[What is needed]
Start at the top and transcribe every record through the final line exactly.

[Segmentation mask data]
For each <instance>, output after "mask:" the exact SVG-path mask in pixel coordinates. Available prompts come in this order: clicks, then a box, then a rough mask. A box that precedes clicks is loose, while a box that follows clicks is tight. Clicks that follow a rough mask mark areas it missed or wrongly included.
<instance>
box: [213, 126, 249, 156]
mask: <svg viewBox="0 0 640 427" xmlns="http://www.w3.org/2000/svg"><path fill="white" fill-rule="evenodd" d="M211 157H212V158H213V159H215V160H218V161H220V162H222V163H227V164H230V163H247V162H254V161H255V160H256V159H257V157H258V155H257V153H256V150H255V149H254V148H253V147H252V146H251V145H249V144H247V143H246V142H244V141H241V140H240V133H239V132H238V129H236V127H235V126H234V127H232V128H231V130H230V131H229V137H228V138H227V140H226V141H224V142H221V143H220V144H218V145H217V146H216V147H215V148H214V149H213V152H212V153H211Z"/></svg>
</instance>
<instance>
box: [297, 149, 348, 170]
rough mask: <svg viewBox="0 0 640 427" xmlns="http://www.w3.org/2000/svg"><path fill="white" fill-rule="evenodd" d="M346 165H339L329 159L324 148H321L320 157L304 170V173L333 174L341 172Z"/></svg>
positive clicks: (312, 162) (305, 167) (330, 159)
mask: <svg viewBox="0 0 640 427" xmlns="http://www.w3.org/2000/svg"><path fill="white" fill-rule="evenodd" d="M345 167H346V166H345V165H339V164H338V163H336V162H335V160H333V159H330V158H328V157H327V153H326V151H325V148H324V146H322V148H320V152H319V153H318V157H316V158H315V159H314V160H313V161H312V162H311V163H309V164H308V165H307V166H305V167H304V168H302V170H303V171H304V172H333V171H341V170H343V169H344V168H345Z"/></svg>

[Your response]
For each <instance>, output after "mask:" the exact SVG-path mask in pixel coordinates. Available prompts come in this order: clicks, then a box, then a rough mask. A box that precedes clicks is loose, while a box that follows clicks is tight. Clicks that follow a rough mask mark areas it missed or wrongly included.
<instance>
box: [213, 126, 249, 156]
mask: <svg viewBox="0 0 640 427" xmlns="http://www.w3.org/2000/svg"><path fill="white" fill-rule="evenodd" d="M211 157H212V158H213V159H215V160H218V161H220V162H222V163H227V164H230V163H247V162H254V161H255V160H256V159H257V157H258V155H257V153H256V150H255V149H254V148H253V147H252V146H251V145H249V144H247V143H246V142H244V141H241V140H240V133H239V132H238V129H236V127H235V126H234V127H232V128H231V130H230V131H229V137H228V138H227V140H226V141H224V142H221V143H220V144H218V145H217V146H216V147H215V148H214V149H213V152H212V153H211Z"/></svg>
</instance>
<instance>
box: [297, 149, 348, 170]
rough mask: <svg viewBox="0 0 640 427" xmlns="http://www.w3.org/2000/svg"><path fill="white" fill-rule="evenodd" d="M346 165H339L329 159L324 148H321L320 157L304 170V173L333 174L341 172Z"/></svg>
positive clicks: (312, 162) (305, 167) (330, 159)
mask: <svg viewBox="0 0 640 427" xmlns="http://www.w3.org/2000/svg"><path fill="white" fill-rule="evenodd" d="M345 167H346V166H345V165H339V164H338V163H336V162H335V160H333V159H330V158H328V157H327V153H326V151H325V148H324V146H322V148H320V152H319V153H318V157H316V158H315V159H314V160H313V161H312V162H311V163H309V164H308V165H307V166H305V167H304V168H302V170H303V171H304V172H333V171H341V170H343V169H344V168H345Z"/></svg>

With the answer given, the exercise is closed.